O: Didn't they have the season finale where the whole cast was about to be set on fire?
RS: Yeah, that was the other thing I wrote that year. I got a lot of shit for that from some people in the cast. They didn't talk to me that week. It was a parody of the new "cliffhanger" phenomenon on TV. It's hard to imagine a time when cliffhangers weren't an inherent part of our entertainment schedule, but back then, they were this new creepy thing. I thought this was a great way to parody that, and also to comment on the horrendous year that we'd had. Jon Lovitz was the breakout, the one guy everybody could agree on. There were other people who were very successful, though, like Dennis Miller and Nora Dunn. I think those were the people who were especially incensed. Dennis was mad at me, but after the show, he gave me a hug and apologized. He understood that I was just trying to not get fired, by making it as funny as I could. I almost did get fired that summer. I went back to Chicago, planning for my demise. I'd started working on a sketch show that I was going to do with Bob Odenkirk, whom I'd met while doing sketch stuff in the early '80s. Actually, "In The Year 2000" was going to be the finale of the show we were planning, which ended up on Conan eight years later. I'm still not sure why I was rehired. I think it's because certain people like Lovitz and Dennis Miller and A. Whitney Brown spoke up for me. They were a few people who'd had some success and were in Lorne's trusted circle at that point. It was a very narrow circle after that year. The second year, I was much more successful, and I didn't have to worry about it after that.
O: It seems like you had a lot more to work with in terms of people who were sketch performers.
RS: A lot of great people were fired after that year: John Swartzwelder, Bruce McCulloch and Mark McKinney from Kids In The Hall. They weren't fired, but they were sent back to Kids In The Hall. Carol Leifer, a very talented joke writer, and Jack Handey, unbelievably, was fired, and then came back very quickly, because it was hard for people to maintain the concept that Jack Handey didn't belong anywhere he wanted to be.
O: In between all these things, you worked on The Dana Carvey Show.
RS: Right, another experience where I think I would have had a better go if I'd already done the cartoons. I had this guy who was obviously very talented, and very likable, to build the show around. He's not a big, strong movie personality, necessarily, but he does do stand-up, and he's on talk shows all the time. Audiences really like Dana. I thought that he would go down easy. There are certain people who had tried to do shows like this. Like Martin Short—he's incredibly talented, but he has trouble coming off as a sincere version of himself, without seeming like he's straining a little bit. You're so used to that sort of mock-persona that he or Bill Murray or Chris Elliott have. They all kind of exist in mock-personas. But anyway, I thought Dana had all kinds of potential to carry a show like that. I'm not saying it was a great show, but I think it could've been if we'd had any level of support, like we'd had at Conan. NBC could have easily bailed on Conan. They had many opportunities, and had they done so, people would look back on it as a famous disaster.
O: Why do you think they stuck with Conan?

▸ **PROVIDED DATA**
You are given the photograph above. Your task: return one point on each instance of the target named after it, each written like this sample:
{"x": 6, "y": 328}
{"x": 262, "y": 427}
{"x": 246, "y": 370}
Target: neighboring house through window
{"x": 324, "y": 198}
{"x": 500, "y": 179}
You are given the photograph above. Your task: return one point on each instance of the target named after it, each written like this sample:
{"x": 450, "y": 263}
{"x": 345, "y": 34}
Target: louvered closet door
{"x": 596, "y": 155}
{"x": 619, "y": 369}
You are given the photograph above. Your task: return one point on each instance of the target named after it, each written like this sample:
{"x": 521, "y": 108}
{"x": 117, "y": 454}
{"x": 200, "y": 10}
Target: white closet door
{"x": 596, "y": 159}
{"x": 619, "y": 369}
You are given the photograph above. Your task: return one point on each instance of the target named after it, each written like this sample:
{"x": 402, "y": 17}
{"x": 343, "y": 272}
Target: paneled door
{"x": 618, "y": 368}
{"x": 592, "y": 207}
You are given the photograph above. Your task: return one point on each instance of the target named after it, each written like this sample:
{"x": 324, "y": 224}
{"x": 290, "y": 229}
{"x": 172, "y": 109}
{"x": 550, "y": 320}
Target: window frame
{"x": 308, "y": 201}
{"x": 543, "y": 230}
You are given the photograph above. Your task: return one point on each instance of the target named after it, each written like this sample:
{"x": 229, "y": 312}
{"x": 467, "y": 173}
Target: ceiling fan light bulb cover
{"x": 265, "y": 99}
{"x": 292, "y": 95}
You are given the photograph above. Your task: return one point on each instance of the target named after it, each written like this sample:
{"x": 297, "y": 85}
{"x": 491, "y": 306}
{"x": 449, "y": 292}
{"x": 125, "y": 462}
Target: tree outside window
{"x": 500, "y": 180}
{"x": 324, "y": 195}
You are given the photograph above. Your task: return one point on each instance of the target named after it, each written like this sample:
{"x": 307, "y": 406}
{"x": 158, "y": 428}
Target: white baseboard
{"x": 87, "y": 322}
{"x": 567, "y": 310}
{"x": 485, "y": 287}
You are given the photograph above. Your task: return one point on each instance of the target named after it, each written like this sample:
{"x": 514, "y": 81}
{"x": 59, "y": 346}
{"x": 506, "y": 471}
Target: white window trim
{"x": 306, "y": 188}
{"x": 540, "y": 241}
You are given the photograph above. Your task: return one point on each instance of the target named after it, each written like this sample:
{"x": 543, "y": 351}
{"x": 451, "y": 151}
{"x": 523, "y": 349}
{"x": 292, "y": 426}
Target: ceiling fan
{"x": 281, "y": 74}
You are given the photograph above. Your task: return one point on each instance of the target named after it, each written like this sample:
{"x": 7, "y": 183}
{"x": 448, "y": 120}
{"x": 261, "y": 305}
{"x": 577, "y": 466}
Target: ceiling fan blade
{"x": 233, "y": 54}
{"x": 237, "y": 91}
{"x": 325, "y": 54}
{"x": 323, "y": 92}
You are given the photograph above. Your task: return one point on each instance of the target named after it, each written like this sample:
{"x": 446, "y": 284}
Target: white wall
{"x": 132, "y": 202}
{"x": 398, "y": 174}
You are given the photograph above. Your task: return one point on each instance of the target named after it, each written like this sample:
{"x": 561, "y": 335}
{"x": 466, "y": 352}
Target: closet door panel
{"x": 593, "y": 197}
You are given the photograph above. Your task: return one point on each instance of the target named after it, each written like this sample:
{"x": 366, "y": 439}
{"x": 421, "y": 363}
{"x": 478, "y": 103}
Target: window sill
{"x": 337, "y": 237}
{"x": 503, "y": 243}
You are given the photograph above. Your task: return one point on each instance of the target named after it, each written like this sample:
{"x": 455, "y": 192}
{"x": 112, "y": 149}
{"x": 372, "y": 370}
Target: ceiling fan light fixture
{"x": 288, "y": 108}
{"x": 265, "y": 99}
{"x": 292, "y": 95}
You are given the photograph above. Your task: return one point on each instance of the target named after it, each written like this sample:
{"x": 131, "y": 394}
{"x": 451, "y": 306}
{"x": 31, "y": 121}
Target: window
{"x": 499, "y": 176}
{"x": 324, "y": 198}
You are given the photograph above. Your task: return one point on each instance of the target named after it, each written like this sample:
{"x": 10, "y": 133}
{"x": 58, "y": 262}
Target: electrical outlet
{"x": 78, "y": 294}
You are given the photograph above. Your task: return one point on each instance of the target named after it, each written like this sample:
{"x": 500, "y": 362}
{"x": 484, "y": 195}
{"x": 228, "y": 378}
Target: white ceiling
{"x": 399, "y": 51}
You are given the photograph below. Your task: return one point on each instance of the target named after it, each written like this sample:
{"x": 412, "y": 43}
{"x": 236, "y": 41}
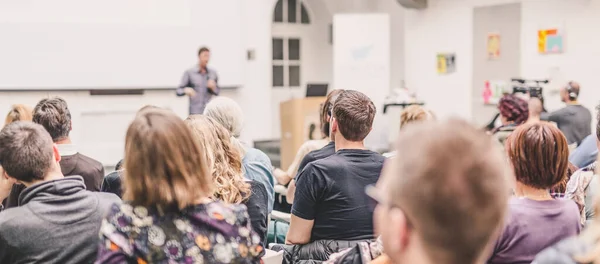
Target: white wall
{"x": 446, "y": 26}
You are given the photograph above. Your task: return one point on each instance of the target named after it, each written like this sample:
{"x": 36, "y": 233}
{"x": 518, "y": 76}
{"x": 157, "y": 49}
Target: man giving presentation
{"x": 200, "y": 83}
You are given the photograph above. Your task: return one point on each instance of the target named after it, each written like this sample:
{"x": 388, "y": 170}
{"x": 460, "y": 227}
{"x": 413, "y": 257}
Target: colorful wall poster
{"x": 493, "y": 91}
{"x": 550, "y": 41}
{"x": 446, "y": 63}
{"x": 493, "y": 46}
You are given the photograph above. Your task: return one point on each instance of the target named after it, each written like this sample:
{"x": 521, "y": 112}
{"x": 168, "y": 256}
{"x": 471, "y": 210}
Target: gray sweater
{"x": 56, "y": 222}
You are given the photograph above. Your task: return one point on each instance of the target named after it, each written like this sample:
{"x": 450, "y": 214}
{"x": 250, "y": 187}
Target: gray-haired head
{"x": 227, "y": 112}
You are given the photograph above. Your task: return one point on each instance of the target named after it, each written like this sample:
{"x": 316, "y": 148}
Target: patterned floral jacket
{"x": 206, "y": 233}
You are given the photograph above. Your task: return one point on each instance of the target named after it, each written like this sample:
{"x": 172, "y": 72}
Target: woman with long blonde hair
{"x": 225, "y": 165}
{"x": 168, "y": 216}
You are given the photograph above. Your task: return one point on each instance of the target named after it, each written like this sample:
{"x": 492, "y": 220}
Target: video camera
{"x": 531, "y": 87}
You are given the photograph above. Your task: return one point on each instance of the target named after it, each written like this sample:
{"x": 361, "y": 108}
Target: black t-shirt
{"x": 318, "y": 154}
{"x": 331, "y": 191}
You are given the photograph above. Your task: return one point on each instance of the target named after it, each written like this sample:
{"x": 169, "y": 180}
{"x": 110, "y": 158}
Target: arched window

▸ **OBJECTIVES**
[1] Which lines of the records contain the string "white"? Copy each of them, treating case as significant.
[2] Write what comes next in the comedy-writing interview, picking up after its final line.
The text and the records come from unrelated sources.

▸ **RESPONSES IN ORDER**
[1]
Target: white closet door
Target: white baseboard
Target: white window trim
Target: white wall
Target: white ceiling
Target: white wall

[2]
RS: Oh, let's see. Rosie O'Donnell said "no." Actually, I don't know who they asked, but I'm sure they sent out feelers to a few high-profile people like that. I don't think anybody was excited enough at that point to get in there. They obviously hired Greg Kinnear as a stalking horse, and his show didn't really demonstrate enough to take Conan's place. By the time all that was resolved, the show was better enough to keep going. One thing the network acknowledged early on was the comedy. The critics tend to pile on when they make a decision about something. Sometimes it was infuriating: People would say, "It's a pale impression of Letterman," where I had crazily, feverishly worked with the writers to avoid resembling the Letterman show. I created a list of things we wouldn't do, and it really helped us to generate a lot of comedy, because sometimes when you're not sure what you're going to do, it's easier to define yourself by what you're not going to do.
We broke the rules a couple of times, because there were things that Conan was very adept at, and it wasn't fair to not let him do them, like remote pieces. At first, I was adamant about not letting him do remote pieces that weren't scripted. I'd see Pat Sajak, Dennis Miller, and other people try to do it, but they're done perfectly by Letterman. We just need to think of other ways to do it. He agreed. But over time, you realize that nothing is more important than the audience liking the host. Even though the comedy was successful, and even though I think we did succeed in creating our own identity early on, I don't think it was always the best showcase for Conan. He was the best at figuring out what he felt most comfortable doing. Very few people remember this, but Conan wouldn't do topical jokes in his monologue for the first couple weeks. That's how determined we were. I'm sure there are people who would say that he shouldn't do that stuff. When I was a kid, watching Letterman, I'd say, "Ah, the monologue's boring." But a host kind of needs that. It makes Conan comfortable.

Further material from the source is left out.